The input
◇ ◇ ◇
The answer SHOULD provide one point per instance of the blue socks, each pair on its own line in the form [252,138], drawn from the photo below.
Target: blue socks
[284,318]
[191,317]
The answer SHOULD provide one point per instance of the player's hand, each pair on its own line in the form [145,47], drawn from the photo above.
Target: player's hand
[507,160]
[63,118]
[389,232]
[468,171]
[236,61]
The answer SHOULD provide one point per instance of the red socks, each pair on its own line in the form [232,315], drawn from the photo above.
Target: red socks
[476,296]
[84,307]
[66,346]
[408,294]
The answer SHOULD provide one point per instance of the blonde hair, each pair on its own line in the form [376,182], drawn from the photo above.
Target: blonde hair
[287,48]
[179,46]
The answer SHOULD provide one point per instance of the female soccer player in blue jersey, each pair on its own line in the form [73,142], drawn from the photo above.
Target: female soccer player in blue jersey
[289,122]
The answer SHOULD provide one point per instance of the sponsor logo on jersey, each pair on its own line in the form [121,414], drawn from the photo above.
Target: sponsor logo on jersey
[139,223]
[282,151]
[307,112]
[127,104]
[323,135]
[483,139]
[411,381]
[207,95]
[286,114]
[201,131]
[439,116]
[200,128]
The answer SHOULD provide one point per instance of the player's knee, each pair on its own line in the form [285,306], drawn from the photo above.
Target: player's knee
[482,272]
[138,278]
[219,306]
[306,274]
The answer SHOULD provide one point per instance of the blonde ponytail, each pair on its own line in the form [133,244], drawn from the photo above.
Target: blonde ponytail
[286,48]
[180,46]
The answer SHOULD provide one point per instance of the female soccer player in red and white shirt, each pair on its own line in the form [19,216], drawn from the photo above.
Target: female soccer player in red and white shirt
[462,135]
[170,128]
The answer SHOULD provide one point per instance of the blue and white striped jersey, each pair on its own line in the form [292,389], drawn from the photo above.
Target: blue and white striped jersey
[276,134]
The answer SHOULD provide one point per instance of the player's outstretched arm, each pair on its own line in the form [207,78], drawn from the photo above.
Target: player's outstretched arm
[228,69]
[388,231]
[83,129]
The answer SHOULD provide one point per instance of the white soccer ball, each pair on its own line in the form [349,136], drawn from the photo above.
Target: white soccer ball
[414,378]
◇ ◇ ◇
All of the entries should be repeated word for word.

The answer SHOULD provide one point per instance of the blue socks, each pair on its own line in the form [252,138], drawn from the photo below.
Target: blue socks
[284,318]
[191,317]
The answer SHOULD provide one point per instance of the player's hand, each pair on its own line in the form [145,47], drawn from the photo above.
Target: player's hand
[507,160]
[63,118]
[389,232]
[468,171]
[236,61]
The answer SHOULD provide one point per instance of the red socks, each pair on its own line in the form [232,315], drawn from the photo above.
Target: red socks
[476,296]
[84,307]
[66,346]
[408,294]
The answer SHOULD provide one point per instance of the blonde hair, each pair on its own line in the form [376,182], drawn from the photo above.
Target: blonde hair
[287,48]
[179,46]
The answer SHOULD provide one point per instance of the female soccer player in blue jersey, each pair on its own line in the form [73,142], drawn from the photo above.
Target: female soccer player in blue jersey
[289,122]
The answer SHOULD provide one point per instance of the sponsor logo on jersey, each pair on its own line in the form [121,414], drawn from the photo above.
Target: sponsor logo on jersey
[139,223]
[282,151]
[307,112]
[127,104]
[323,135]
[483,139]
[411,381]
[207,95]
[286,114]
[201,131]
[439,116]
[200,128]
The answer SHOULD provide one point per instance of the player's knee, each pair on its own line in the form [285,306], drawn from the photo above.
Target: player's knee
[482,272]
[138,278]
[219,306]
[306,274]
The answer SHOULD provide one point per instance of the blonde ponytail, each pair on its own line in the form [133,244], drawn from the photo above.
Target: blonde ponytail
[286,48]
[180,46]
The answer SHOULD provide one point per instance of the female soccer player in red and white shirt, each pair on its own line in the form [19,216], drawn from the photo above.
Target: female soccer player in red and white shirt
[462,135]
[170,128]
The answer SHOULD provide one point per instance of the blue and white striped jersey, each pair on its own line in the form [292,389], drawn from the photo above.
Target: blue and white striped jersey
[276,134]
The answer SHOULD provide one point per instance of the player's outstretched arm, each pair on its own line in the form [207,78], drawn from the photo above.
Target: player's outstretched arm
[228,69]
[388,231]
[83,129]
The answer SHOULD provide one point per instance of the white soccer ball, each pair on its own line in the form [349,136], drawn from the photo above.
Target: white soccer ball
[414,378]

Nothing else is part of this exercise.